Borders MP John Lamont said the news was devastating.
He spoke with Mr Fitzpatrick on the phone late on Monday evening prior to the official announcement.
He said: “This is devastating news. This is an already anxious time for many people so this news will be particularly difficult for those affected.
“Ovo is a big employer in the Borders and this news will add further challenges for our local economy at a time when we are already dealing with the impact of coronavirus.
“We will have to wait and see how many jobs could be at risk.
“In the meantime, I hope that the usual help from Scottish Borders Council and the Scottish Government will be available to the employees that need support and I have contacted them to ensure this will happen.
“I hope that as many jobs as possible will be retained.
“I will continue to be in discussions with Ovo over the coming days to ensure that employees in Selkirk receive all the information and help they need.
“However, anybody who is worried about their job and is looking for advice, should contact me and I will do my best to assist.”
Mr Lamont’s conservative colleague Rachael Hamilton MSP, who also represents Selkirk, said: “This is very sad news for people in Selkirk who may lose their jobs.
“It is an especially difficult time if you have to find alternative employment.
“I feel that this is perhaps a sign of things to come as our economy grapples with the coronavirus outbreak. Nevertheless, I hope that there will not be as many job losses as first suggested, and many will be able to work from home.
“Despite current social distancing measures, it is vital that anyone made redundant gets the usual help that someone would get under normal circumstances.
“I stand ready to help employees who require help at this difficult time. Anyone with concerns should contact me via the usual means.”
The Southern contacted Ovo this morning to ask how many employees will be affected, but we were told that because the company was entering a stage of voluntary redundancy, it would have to evaluate the numbers after this stage is completed.
A spokesperson for Ovo Energy said: “We will be closing our Selkirk office, which is where around 400 Spark employees work from.
“Spark is a full stack operation including management, support functions and IT.
“Spark employees will be offered voluntary redundancy as part of our programme, as we look to reduce roles across the business.
“Spark employees who remain will be relocated or will work from home.”

◆ ◆ ◆

Task set:
1. Answer these questions from the passage about the Ovo office closure in Selkirk:
(a) Whom did John Lamont speak with on the phone late on Monday evening?
(b) About how many Spark employees work from the Selkirk office?
(c) What will Spark employees be offered as part of the programme?
2. List every person named in the passage about the Ovo office closure in Selkirk.
3. In the passage about the Ovo office closure in Selkirk, retype the words from "Borders MP John" to "impact of coronavirus.".
The source data below is separate material and has no connection to the passage about the Ovo office in Selkirk.

(Source data)

◆ ◆ ◆

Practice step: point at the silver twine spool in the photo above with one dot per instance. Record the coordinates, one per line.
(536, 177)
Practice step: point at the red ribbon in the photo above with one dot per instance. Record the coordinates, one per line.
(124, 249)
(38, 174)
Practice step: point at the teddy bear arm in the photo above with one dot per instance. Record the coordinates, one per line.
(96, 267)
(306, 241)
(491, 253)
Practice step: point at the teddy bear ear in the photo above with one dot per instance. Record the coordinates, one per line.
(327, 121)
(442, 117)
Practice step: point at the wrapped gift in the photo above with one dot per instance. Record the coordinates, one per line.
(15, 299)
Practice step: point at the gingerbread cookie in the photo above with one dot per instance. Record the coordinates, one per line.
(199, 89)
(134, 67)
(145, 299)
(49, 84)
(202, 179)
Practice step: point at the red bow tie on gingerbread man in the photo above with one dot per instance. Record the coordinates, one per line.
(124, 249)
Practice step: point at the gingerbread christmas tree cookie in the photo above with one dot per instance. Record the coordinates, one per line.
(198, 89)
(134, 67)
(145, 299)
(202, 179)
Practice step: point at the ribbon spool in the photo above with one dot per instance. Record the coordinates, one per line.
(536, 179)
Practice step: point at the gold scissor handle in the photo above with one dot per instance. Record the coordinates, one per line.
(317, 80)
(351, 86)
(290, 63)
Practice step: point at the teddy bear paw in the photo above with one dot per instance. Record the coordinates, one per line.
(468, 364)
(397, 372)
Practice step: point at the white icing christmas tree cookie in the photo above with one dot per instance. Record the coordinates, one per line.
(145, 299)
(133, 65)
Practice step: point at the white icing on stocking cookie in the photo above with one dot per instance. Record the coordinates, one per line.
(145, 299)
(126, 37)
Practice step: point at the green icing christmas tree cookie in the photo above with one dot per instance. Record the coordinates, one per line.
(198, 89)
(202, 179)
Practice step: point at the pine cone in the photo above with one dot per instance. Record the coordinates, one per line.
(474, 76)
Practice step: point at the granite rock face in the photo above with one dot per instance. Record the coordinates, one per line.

◆ ◆ ◆

Expected responses:
1.
(a) Mr Fitzpatrick
(b) Around 400
(c) Voluntary redundancy

2.
John Lamont
Mr Fitzpatrick
Rachael Hamilton

3.
Borders MP John Lamont said the news was devastating.
He spoke with Mr Fitzpatrick on the phone late on Monday evening prior to the official announcement.
He said: “This is devastating news. This is an already anxious time for many people so this news will be particularly difficult for those affected.
“Ovo is a big employer in the Borders and this news will add further challenges for our local economy at a time when we are already dealing with the impact of coronavirus.